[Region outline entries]

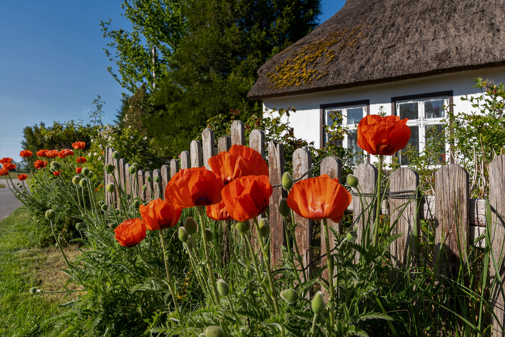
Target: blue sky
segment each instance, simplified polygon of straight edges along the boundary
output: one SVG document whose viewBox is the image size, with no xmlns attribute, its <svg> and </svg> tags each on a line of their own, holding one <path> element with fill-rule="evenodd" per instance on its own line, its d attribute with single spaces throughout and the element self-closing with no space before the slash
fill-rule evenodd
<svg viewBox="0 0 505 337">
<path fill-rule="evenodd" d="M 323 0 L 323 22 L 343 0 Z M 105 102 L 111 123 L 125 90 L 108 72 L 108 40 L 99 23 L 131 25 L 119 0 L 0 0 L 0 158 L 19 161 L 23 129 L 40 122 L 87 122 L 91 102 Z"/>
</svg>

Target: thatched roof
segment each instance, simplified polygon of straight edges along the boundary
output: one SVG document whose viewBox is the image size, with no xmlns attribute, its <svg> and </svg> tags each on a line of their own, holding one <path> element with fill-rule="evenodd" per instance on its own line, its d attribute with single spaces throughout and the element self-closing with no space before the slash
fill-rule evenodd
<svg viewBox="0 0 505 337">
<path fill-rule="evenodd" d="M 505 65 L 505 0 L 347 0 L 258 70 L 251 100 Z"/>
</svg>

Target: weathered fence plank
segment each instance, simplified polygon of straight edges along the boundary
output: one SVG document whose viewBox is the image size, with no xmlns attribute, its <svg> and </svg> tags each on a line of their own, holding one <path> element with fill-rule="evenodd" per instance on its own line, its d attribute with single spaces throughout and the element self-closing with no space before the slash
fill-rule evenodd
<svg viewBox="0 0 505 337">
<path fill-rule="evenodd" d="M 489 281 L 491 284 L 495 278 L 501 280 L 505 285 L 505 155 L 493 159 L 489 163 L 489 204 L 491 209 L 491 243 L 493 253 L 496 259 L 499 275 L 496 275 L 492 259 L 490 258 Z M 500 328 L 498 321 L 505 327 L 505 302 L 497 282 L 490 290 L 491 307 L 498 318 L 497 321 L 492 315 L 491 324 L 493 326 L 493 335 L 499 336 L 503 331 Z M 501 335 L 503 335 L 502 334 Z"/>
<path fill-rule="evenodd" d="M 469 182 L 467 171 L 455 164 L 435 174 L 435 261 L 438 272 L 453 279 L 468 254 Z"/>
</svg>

---

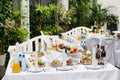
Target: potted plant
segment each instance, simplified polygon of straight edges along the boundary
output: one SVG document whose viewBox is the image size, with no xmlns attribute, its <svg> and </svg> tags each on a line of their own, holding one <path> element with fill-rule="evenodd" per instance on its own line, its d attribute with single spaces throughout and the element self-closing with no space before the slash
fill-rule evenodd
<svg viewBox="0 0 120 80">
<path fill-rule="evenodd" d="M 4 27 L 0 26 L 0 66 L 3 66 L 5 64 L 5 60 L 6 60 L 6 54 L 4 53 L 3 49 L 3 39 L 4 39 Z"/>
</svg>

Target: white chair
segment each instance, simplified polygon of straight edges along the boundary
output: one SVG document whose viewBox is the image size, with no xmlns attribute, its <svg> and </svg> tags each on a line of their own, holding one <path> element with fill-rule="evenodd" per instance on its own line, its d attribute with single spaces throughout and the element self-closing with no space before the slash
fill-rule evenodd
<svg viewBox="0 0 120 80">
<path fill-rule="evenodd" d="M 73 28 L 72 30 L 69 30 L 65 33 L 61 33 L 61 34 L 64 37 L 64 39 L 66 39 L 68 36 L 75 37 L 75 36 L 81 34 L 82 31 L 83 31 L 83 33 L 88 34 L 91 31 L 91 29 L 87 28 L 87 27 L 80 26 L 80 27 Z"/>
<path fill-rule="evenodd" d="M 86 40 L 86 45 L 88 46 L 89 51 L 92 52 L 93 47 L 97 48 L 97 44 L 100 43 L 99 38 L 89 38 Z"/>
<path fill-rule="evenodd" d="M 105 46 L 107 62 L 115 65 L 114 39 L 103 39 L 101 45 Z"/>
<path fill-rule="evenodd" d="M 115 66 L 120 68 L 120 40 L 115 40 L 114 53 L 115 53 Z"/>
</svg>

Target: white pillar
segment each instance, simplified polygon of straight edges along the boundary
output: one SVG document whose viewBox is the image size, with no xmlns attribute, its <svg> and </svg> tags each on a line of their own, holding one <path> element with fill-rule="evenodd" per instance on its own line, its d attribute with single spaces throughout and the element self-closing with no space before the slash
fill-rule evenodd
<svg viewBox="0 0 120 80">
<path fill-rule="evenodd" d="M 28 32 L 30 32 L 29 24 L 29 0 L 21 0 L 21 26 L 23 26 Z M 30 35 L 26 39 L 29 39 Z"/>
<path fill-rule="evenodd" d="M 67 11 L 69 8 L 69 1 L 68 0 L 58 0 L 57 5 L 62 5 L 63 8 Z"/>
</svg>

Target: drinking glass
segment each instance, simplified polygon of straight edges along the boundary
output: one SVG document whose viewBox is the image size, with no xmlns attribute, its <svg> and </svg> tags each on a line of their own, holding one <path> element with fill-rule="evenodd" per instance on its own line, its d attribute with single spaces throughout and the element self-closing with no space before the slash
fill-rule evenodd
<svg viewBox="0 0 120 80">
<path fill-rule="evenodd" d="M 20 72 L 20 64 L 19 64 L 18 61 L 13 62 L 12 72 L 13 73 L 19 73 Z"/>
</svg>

■ Objective
Copy out each line of the records above that contains the string "Target", matching case exactly.

■ Result for this exercise
Target: blue sky
Target: thatched roof
Target: weathered fence plank
Target: potted plant
Target: white chair
Target: white pillar
Target: drinking glass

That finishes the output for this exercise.